Stored records =
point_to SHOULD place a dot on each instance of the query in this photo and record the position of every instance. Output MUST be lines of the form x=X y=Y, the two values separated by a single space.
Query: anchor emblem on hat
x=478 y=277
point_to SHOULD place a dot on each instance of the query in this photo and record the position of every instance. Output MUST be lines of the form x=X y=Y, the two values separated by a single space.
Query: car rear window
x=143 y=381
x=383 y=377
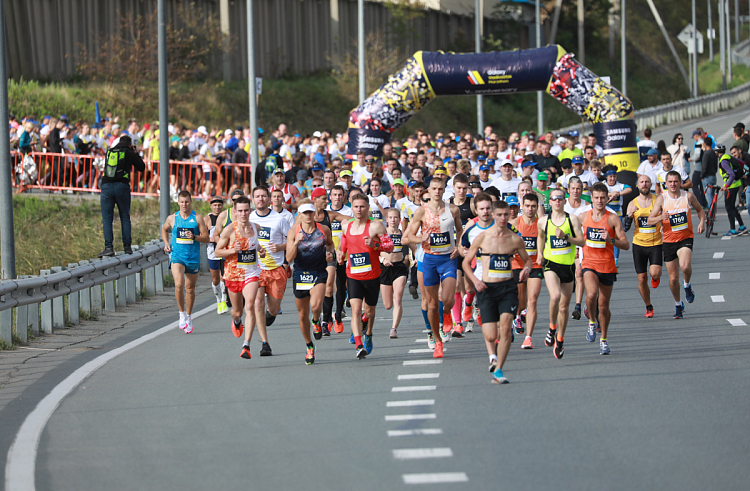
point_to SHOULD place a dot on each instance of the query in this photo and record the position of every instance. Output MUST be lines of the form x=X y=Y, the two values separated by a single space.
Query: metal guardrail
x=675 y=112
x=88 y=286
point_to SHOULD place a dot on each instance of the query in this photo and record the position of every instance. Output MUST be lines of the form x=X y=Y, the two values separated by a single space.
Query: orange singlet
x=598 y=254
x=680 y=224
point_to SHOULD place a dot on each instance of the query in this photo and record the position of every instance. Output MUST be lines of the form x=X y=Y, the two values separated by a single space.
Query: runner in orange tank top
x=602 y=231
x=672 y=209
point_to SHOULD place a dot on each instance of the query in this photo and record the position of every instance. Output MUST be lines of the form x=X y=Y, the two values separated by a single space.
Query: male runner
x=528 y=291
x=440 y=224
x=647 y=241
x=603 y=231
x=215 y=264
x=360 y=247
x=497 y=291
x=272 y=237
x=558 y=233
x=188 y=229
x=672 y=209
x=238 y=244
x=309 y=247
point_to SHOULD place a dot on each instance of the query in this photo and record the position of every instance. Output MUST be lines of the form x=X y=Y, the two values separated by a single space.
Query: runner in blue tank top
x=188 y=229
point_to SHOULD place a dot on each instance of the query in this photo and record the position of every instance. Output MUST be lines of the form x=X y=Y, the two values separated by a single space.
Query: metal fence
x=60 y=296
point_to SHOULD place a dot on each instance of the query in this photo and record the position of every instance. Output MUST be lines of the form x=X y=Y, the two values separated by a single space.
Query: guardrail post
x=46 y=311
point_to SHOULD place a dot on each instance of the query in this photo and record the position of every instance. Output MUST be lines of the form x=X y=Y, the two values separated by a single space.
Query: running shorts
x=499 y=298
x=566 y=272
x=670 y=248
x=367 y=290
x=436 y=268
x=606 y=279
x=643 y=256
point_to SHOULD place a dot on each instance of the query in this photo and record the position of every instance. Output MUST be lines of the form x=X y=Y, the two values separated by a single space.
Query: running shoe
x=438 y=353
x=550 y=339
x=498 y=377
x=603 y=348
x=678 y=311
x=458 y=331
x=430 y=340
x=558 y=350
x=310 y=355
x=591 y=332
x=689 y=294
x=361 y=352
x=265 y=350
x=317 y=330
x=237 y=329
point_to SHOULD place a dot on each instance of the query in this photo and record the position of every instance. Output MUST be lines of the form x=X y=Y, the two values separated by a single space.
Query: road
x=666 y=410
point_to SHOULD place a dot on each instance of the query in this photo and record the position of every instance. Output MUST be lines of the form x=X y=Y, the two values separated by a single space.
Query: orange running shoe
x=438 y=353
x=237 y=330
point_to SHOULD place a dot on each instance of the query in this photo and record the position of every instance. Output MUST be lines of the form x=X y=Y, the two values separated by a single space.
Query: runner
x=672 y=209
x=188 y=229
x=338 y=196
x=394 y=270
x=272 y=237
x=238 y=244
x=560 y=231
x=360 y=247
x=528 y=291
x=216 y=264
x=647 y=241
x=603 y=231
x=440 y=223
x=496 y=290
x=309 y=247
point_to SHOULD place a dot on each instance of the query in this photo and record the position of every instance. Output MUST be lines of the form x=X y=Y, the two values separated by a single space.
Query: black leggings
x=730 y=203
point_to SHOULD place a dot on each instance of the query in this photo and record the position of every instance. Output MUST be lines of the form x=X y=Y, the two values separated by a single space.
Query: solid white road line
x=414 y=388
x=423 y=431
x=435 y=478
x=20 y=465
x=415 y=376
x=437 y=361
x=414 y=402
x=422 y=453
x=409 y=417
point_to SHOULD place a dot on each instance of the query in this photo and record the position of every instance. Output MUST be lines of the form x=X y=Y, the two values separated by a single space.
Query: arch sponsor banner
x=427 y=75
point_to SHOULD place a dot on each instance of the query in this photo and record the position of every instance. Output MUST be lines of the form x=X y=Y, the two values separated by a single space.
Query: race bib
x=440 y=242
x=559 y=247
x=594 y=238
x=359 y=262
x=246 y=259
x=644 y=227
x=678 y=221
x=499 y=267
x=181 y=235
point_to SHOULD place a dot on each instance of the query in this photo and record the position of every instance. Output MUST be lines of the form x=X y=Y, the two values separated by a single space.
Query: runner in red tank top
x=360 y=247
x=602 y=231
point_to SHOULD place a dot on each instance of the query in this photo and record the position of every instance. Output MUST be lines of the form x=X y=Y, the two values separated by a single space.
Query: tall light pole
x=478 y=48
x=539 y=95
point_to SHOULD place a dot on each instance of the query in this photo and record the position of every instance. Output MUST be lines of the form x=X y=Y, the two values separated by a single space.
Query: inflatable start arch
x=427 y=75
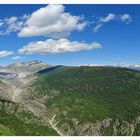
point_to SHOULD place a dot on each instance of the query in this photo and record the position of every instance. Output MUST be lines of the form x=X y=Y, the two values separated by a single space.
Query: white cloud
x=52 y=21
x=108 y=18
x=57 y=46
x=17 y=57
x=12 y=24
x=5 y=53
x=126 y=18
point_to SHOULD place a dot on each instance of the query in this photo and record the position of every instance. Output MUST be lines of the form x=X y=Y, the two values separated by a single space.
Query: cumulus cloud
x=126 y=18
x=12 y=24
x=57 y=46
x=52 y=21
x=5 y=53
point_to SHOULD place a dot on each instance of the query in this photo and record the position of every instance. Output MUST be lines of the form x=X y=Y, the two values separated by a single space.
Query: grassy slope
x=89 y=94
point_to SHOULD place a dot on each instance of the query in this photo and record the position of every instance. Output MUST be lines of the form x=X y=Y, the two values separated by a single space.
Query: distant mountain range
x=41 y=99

==

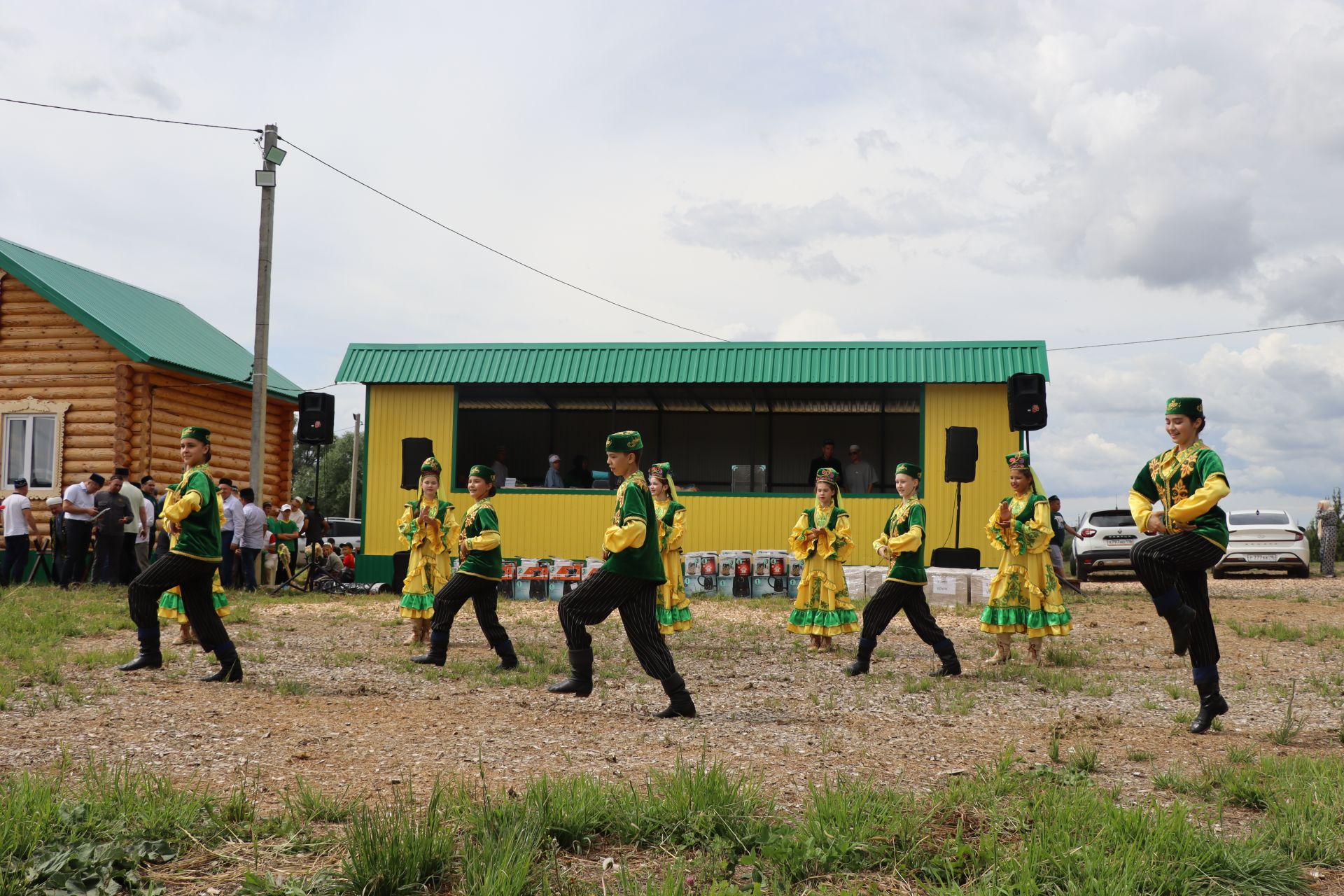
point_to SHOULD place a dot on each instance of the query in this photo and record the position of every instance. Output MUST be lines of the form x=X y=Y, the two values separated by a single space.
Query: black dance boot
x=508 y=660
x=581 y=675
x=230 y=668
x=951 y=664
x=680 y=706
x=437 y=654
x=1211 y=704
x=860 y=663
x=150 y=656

Direction =
Pick out every line in the listing that contains the word "black", paying attention to case.

Solution =
Query: black leggings
Query: black dance boot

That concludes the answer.